## TEXTAUSSCHNITT
Das entspricht Befunden der Unfallstatistik, wonach Senioren zwar – bezogen auf ihren Bevölkerungsanteil – unterdurchschnittlich am Verkehrsaufkommen wie an den registrierten Unfällen beteiligt sind; ihr Anteil an den Hauptverursachern von Unfällen mit Personenschäden hat sich jedoch von 5 % (1991) auf 17 % (2019) bereits mehr als verdreifacht.11 Senioren ab 65 Jahren wurde bei Unfallverwicklung als Pkw-Fahrer zu 68 % das Hauptverschulden zugeschrieben, ab 75 Jahren zu 75 %, hier bei Unfällen mit Personenschaden sogar zu 86 % – häufiger als in allen jüngeren Altersgruppen, selbst den als Hochrisikogruppe geltenden 18- bis 24-Jährigen (Statistisches Bundesamt 2020, 10; 29; 38). Zugleich sind die Senioren die Gruppe, für die das Fahrerlaubnisregister (früher: Verkehrszentralregister) in Flensburg allein in den Jahren 2015 bis 2018 einen auffälligen Zuwachs um 27 % bei den ab 65-Jährigen ausweist (bei einer Bevölkerungszunahme der Altersgruppe um 4 %).12

Während so nur ein Ausschnitt des Deliktsgeschehens in die polizeilichen Statistiken eingeht, fehlt die den Prozess der Strafverfolgung abschließende justizielle Bewertung: Die PKS weist erheblich zu viel nach, gemessen am abschließenden Kriminalitätsverdikt, welches nur eine Minderheit der Fälle und Tatverdächtigen der Polizeilichen ›Kriminal‹-Statistik trifft.

So kommen auf 100 strafmündige Tatverdächtige der PKS weniger als 45 Angeklagte und nicht mehr als ca. 30 tatsächlich Verurteilte. Bei der Mehrzahl der Tatverdächtigen der PKS verneint die Staatsanwaltschaft die sachlichen und/oder rechtlichen Voraussetzungen für Klageerhebung oder Strafbefehl oder das öffentliche Interesse an der Klageerhebung. Förmlich (durch Strafbefehl oder Strafurteil) sanktioniert wird schließlich weniger als jede(r) dritte Tatverdächtige, nur etwa 2 von 100 Tatverdächtigen zu einer unbedingten Freiheitsstrafe. Die nachfolgende Abbildung ( Abb. 2.2) zeigt lediglich Größenordnungen, keine echten Untermengen, da PKS-Nachweis, staatsanwaltschaftlicher und schließlich gerichtlicher Verfahrensabschluss in verschiedenen Statistikjahren erfasst sein können.

## BEREITGESTELLTES MATERIAL

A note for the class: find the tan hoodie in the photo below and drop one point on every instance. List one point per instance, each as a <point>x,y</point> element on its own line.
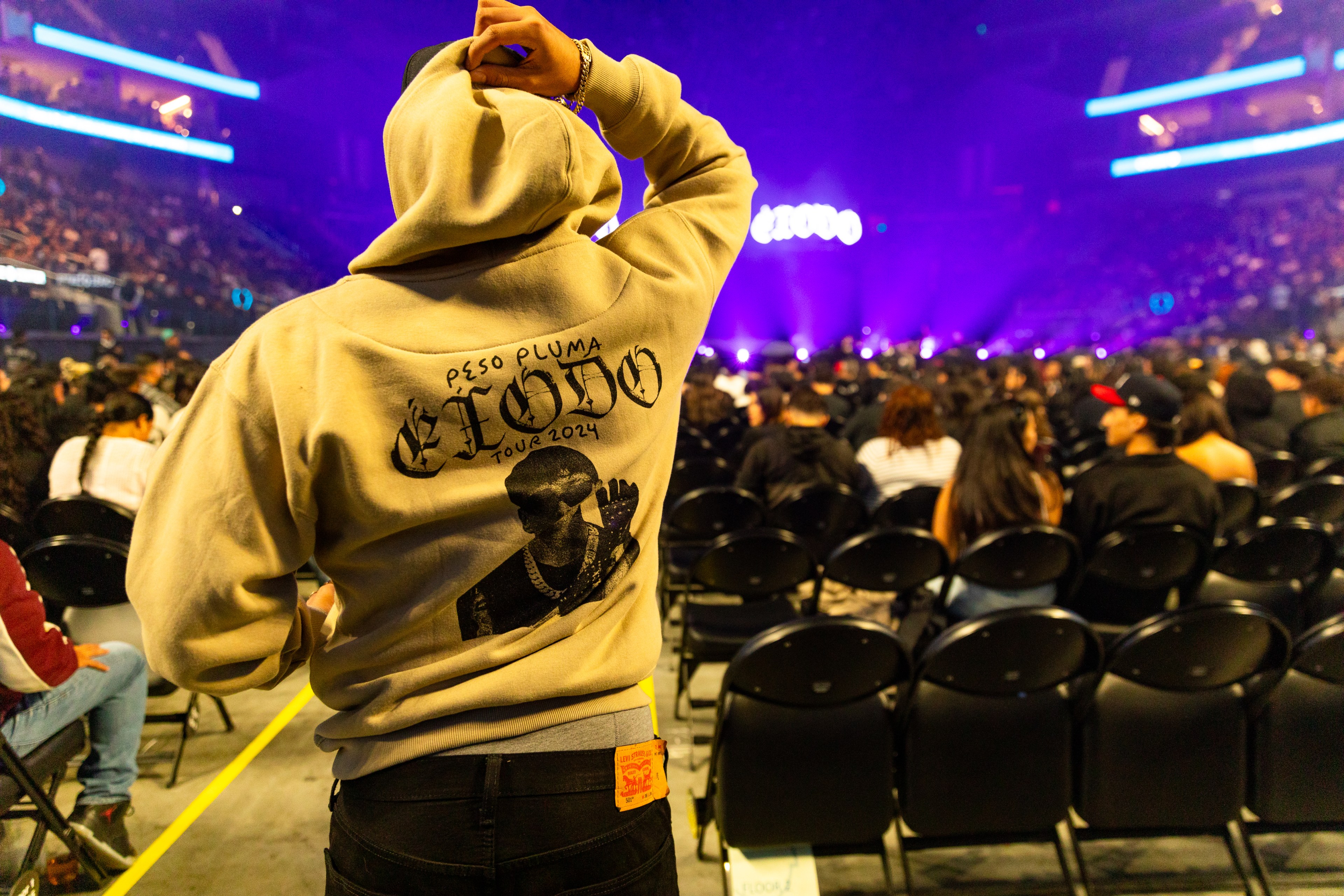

## AUFGABENSTELLUNG
A. Bitte schreiben Sie aus dem Textausschnitt alles von „Während so nur“ bis hinunter zu „Polizeilichen ›Kriminal‹-Statistik trifft.“ wortgetreu ab.
B. Beantworten Sie anhand des Textausschnitts:
(i) Wie hoch war 2019 der Anteil der Senioren an den Hauptverursachern von Unfällen mit Personenschäden?
(ii) Wie viele Angeklagte kommen auf 100 strafmündige Tatverdächtige der PKS?
(iii) Um wie viel Prozent nahm die Bevölkerung der ab 65-Jährigen von 2015 bis 2018 zu?

## LÖSUNGEN
A.
Während so nur ein Ausschnitt des Deliktsgeschehens in die polizeilichen Statistiken eingeht, fehlt die den Prozess der Strafverfolgung abschließende justizielle Bewertung: Die PKS weist erheblich zu viel nach, gemessen am abschließenden Kriminalitätsverdikt, welches nur eine Minderheit der Fälle und Tatverdächtigen der Polizeilichen ›Kriminal‹-Statistik trifft.

B.
(i) 17 %
(ii) Weniger als 45
(iii) Um 4 %